» **Problem to solve**: Two lines mark the range in the entries below: the one holding "Format sample: x=135, y=273" and the one holding "Format sample: x=166, y=240". Set down those two and all lines between them, exactly.
Top of Data to use
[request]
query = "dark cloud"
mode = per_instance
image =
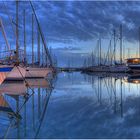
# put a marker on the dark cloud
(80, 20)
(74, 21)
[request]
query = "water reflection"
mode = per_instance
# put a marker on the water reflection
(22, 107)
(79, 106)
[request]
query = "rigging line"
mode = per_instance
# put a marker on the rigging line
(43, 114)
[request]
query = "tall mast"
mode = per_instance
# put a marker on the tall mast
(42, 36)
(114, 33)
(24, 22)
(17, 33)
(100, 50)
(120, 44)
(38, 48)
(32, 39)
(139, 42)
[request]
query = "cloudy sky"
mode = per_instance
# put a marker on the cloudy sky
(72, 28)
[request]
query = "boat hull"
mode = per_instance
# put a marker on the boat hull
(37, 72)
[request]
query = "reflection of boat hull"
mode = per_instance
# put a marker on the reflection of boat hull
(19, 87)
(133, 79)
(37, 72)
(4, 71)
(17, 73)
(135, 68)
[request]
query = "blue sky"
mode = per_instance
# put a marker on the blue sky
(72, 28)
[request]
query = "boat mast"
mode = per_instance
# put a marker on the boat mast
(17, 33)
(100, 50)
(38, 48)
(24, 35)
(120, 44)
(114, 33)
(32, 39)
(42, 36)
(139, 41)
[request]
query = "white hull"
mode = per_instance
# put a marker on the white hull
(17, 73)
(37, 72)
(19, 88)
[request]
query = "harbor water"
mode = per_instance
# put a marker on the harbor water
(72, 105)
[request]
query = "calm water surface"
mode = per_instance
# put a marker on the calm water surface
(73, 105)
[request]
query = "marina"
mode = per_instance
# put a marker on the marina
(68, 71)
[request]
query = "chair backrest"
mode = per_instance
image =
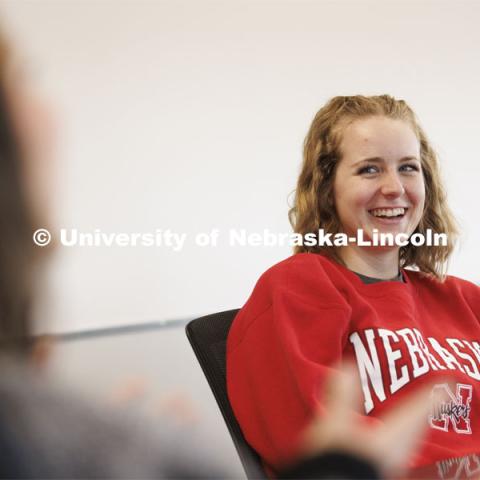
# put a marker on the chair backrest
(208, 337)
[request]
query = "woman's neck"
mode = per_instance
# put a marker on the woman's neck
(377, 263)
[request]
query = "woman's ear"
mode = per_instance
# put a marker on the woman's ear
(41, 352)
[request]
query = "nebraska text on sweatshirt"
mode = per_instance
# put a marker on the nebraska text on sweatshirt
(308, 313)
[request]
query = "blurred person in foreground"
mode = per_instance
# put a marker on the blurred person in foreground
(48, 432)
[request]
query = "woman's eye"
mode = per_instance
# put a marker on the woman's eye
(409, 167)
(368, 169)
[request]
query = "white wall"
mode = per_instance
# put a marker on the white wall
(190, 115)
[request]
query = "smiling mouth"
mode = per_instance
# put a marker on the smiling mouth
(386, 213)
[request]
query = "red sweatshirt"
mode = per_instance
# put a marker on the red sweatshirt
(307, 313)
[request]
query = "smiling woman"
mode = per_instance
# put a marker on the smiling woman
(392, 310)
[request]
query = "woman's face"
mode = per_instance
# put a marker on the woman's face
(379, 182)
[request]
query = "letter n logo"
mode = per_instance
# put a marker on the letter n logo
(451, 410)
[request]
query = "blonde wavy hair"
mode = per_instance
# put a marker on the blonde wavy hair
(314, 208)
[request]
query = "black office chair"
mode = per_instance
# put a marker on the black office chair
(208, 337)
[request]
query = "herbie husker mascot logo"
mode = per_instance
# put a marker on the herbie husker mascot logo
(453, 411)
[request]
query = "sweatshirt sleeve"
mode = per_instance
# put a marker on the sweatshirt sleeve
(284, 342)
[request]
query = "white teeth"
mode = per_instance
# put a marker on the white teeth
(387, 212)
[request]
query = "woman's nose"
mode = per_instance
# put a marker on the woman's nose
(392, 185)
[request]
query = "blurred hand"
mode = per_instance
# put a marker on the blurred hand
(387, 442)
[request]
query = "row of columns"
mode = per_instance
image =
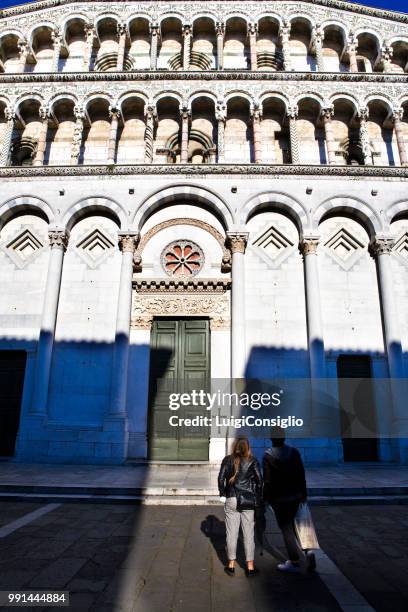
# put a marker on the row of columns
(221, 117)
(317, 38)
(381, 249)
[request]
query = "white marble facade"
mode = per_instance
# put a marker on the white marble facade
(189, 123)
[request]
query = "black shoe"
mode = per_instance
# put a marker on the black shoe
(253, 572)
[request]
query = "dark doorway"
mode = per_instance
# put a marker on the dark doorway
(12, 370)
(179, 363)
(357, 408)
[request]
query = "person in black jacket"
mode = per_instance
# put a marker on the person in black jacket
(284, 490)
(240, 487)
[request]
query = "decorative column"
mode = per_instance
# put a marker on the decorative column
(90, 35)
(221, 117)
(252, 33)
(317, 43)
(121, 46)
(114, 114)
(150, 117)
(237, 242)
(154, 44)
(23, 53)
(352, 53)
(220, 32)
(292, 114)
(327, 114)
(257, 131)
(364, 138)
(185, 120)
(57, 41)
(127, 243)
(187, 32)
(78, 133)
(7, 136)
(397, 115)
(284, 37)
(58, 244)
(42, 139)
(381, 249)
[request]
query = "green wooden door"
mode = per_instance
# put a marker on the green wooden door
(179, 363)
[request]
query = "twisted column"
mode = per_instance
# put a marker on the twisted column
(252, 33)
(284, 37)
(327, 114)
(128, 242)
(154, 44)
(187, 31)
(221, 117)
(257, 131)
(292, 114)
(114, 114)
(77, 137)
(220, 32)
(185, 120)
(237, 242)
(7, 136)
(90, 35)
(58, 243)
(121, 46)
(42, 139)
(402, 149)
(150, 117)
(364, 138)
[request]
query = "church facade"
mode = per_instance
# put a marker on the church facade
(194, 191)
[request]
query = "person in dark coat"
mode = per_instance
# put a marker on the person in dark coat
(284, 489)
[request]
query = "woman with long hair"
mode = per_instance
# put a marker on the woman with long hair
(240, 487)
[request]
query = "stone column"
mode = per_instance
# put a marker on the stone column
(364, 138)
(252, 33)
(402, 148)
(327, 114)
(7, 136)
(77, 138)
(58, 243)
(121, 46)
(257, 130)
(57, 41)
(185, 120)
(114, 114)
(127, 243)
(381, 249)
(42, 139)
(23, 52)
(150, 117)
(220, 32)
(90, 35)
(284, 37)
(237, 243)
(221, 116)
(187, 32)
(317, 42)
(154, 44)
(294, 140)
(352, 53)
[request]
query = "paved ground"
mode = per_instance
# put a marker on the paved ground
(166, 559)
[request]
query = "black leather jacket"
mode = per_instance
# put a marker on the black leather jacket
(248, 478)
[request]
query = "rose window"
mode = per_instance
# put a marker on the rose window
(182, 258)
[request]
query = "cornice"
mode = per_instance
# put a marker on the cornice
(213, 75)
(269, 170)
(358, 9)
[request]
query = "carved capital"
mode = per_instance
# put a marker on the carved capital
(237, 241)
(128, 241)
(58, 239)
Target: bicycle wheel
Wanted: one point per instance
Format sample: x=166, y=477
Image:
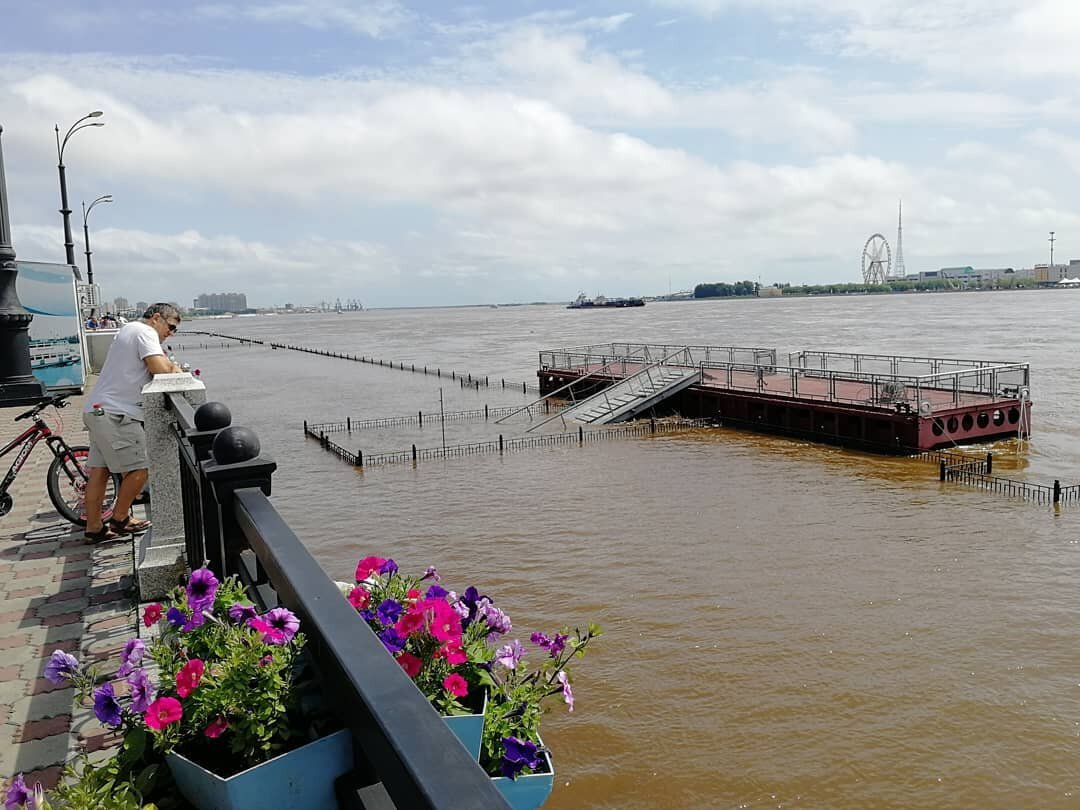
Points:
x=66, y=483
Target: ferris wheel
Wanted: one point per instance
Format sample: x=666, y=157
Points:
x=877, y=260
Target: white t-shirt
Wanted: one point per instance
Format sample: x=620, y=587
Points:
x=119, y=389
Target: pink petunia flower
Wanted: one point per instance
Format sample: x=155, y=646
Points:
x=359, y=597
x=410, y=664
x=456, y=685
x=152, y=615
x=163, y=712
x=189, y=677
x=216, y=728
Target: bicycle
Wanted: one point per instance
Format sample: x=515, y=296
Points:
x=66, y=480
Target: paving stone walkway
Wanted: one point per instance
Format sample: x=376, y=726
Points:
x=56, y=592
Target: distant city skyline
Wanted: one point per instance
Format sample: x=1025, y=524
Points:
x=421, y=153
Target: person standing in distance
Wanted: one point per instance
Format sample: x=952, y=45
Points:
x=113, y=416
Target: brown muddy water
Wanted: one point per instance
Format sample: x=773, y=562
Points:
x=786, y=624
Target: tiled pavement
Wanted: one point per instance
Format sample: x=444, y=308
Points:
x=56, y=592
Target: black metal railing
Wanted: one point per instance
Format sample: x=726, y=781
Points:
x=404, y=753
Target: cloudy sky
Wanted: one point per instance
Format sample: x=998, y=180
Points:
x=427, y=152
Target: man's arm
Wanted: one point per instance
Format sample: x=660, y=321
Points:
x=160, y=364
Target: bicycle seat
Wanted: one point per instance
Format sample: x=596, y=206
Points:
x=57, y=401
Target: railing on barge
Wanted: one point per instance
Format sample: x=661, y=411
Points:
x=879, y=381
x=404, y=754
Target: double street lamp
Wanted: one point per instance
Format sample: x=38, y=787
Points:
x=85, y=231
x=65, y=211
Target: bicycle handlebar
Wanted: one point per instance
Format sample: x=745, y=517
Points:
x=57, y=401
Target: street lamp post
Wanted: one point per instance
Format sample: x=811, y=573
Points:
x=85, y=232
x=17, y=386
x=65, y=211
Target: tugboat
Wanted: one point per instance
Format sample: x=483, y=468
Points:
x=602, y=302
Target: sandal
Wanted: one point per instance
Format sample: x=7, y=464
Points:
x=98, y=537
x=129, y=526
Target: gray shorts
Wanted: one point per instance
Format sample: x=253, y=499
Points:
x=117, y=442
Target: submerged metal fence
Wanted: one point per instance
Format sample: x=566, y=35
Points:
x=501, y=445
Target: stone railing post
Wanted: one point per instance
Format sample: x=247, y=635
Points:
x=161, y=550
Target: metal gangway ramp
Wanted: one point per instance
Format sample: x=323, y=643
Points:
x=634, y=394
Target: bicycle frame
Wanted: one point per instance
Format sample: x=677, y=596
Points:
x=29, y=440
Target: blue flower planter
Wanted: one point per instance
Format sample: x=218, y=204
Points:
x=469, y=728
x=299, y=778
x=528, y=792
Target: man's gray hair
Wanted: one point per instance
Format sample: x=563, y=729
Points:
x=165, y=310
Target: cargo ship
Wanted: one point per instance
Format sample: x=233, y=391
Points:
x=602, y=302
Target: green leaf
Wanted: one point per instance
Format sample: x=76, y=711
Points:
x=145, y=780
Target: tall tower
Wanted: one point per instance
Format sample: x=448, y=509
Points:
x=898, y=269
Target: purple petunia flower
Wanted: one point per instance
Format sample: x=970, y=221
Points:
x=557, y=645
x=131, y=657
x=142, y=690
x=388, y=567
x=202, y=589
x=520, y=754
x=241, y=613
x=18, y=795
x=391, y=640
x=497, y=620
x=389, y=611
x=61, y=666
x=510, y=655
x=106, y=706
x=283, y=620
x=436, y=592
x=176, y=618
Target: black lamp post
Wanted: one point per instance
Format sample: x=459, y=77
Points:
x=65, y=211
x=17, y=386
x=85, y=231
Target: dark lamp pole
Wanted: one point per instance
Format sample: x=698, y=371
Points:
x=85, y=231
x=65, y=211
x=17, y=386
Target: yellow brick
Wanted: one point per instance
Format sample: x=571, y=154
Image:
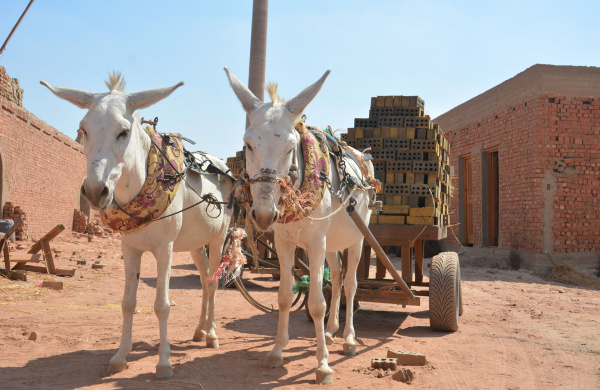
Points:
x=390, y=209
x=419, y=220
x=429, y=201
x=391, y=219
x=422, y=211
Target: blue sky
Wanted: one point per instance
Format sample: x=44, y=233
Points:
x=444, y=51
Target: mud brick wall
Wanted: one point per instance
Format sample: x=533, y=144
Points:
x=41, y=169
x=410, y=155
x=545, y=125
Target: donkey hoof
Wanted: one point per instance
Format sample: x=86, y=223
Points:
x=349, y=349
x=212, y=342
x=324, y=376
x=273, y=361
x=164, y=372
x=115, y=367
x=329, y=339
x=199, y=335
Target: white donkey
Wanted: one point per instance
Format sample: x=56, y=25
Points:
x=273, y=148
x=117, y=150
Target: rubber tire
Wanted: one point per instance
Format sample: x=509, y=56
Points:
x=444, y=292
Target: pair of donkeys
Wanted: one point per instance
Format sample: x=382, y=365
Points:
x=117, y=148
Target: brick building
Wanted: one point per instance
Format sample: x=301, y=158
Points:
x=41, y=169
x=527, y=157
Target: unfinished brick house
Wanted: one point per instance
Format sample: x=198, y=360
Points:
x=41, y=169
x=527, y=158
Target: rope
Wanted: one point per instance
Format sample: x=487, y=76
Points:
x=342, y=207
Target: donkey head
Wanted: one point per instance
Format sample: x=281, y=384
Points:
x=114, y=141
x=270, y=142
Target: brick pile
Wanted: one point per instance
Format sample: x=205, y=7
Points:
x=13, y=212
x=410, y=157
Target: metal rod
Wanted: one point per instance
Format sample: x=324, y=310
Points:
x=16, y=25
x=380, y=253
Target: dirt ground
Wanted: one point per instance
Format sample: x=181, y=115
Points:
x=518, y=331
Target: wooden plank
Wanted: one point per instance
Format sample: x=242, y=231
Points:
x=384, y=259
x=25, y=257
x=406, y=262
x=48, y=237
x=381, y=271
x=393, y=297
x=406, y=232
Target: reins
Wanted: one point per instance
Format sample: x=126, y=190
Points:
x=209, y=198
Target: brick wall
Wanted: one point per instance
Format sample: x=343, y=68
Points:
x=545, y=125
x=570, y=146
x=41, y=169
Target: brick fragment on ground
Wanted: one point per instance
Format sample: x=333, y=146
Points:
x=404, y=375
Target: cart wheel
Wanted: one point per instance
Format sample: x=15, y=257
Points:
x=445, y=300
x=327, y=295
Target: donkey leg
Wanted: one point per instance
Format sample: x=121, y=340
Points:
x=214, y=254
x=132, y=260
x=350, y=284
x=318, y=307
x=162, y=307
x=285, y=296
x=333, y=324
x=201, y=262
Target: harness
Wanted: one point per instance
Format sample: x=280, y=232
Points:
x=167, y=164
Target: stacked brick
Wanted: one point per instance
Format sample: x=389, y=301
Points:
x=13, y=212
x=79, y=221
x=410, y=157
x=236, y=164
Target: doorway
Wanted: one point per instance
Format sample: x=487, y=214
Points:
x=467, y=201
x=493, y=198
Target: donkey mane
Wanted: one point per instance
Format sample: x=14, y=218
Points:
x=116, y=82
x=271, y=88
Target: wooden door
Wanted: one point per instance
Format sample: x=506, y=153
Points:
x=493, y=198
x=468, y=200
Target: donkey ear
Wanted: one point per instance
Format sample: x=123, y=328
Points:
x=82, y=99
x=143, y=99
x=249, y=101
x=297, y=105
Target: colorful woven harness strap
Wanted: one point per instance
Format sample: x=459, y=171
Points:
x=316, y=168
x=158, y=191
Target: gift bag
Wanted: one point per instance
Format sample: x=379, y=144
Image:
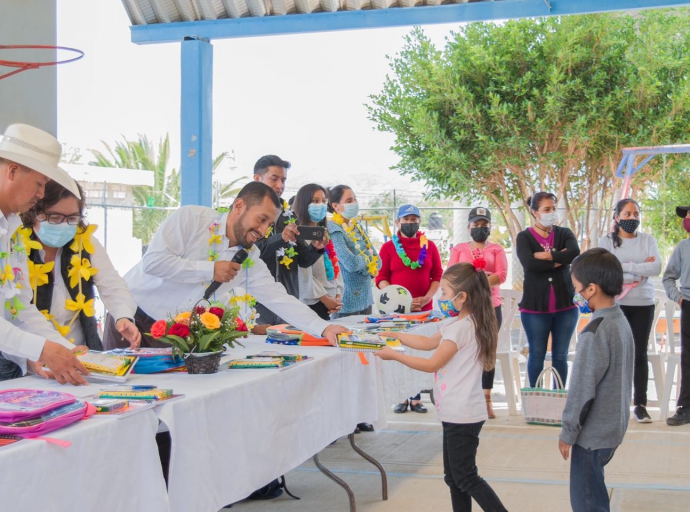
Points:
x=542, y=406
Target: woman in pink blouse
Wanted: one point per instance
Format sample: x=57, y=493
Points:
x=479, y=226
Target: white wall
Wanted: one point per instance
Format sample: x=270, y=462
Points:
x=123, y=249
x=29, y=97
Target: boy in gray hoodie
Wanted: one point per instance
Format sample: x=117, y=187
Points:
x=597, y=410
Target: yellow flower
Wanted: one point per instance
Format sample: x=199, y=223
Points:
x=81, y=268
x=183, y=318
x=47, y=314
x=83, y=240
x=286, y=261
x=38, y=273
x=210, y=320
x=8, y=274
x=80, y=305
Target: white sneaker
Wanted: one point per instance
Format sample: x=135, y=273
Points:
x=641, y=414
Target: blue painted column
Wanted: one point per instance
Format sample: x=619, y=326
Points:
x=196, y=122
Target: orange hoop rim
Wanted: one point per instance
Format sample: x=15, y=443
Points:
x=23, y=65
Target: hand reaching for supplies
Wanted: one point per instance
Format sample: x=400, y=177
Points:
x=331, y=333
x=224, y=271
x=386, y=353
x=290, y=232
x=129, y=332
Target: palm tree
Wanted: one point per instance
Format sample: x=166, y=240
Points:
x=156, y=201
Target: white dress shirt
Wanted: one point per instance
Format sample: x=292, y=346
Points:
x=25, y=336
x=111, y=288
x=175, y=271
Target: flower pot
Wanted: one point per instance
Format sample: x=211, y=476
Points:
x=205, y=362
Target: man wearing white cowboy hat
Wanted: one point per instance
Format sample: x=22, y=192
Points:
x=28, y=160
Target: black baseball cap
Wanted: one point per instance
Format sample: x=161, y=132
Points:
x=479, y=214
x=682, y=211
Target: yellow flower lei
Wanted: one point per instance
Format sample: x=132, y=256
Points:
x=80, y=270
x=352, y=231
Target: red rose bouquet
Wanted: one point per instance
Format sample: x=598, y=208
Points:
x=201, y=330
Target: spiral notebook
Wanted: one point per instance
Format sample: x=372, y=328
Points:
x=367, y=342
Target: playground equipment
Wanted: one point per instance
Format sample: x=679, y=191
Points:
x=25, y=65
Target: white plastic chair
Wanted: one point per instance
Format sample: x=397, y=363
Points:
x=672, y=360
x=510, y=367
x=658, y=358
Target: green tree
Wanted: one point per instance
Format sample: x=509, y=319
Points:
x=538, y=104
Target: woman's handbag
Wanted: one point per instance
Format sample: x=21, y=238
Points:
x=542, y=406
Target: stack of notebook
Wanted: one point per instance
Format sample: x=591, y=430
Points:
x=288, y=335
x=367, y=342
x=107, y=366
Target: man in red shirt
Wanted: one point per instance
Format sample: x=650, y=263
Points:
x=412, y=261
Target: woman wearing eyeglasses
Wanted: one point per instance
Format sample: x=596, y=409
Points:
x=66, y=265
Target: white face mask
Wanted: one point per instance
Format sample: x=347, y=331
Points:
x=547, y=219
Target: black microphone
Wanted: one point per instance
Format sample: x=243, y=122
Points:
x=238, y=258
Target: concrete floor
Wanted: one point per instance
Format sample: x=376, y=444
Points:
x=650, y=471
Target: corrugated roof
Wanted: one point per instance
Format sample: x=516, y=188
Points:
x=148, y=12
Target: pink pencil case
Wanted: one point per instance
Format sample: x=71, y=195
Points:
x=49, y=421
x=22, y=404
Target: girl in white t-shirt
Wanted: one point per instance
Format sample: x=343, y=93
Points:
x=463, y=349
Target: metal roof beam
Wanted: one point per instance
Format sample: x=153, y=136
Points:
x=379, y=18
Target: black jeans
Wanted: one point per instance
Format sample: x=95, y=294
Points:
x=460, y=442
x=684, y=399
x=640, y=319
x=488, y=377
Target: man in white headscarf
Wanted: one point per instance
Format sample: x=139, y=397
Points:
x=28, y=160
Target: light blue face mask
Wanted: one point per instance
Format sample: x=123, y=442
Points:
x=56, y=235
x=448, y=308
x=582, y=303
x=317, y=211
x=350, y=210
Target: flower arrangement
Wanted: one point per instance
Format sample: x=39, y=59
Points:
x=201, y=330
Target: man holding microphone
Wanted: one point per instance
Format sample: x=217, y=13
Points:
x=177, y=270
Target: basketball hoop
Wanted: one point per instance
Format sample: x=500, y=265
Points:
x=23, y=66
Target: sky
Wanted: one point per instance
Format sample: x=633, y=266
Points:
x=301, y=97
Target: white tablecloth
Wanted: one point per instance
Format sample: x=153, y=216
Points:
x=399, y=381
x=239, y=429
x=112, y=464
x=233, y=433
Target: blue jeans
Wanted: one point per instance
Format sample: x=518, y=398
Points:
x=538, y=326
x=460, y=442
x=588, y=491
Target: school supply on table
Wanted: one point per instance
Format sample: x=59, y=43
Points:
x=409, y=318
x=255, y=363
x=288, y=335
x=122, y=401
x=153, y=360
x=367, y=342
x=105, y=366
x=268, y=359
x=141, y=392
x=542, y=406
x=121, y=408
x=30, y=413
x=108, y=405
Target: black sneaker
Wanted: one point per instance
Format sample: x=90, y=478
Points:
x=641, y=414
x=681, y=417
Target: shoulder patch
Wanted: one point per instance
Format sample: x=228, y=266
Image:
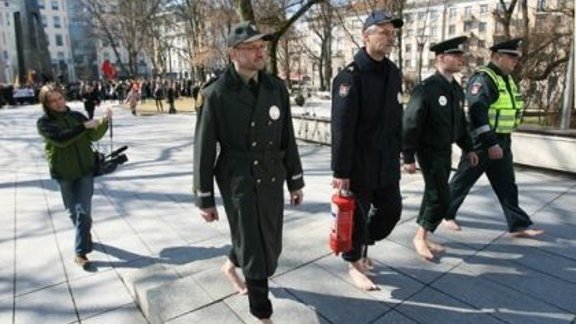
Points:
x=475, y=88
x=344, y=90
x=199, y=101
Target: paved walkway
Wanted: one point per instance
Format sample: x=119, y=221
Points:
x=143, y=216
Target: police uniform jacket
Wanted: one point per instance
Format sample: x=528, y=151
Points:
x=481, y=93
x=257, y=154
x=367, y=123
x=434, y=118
Bottom of Data to use
» **Result of the task**:
Format sample: x=135, y=273
Points:
x=641, y=414
Target: blue painted column
Wanted: one point per instance
Format sample: x=619, y=326
Points:
x=196, y=122
Target: orange hoop rim
Wanted: one point per instance
Format sample: x=15, y=443
Points:
x=23, y=65
Target: hand reaching for supplies
Wanted: one point per instance
Format sample: x=400, y=177
Points:
x=331, y=333
x=224, y=271
x=386, y=353
x=290, y=232
x=129, y=332
Target: palm tree
Wanted: one point per instance
Format sample: x=166, y=240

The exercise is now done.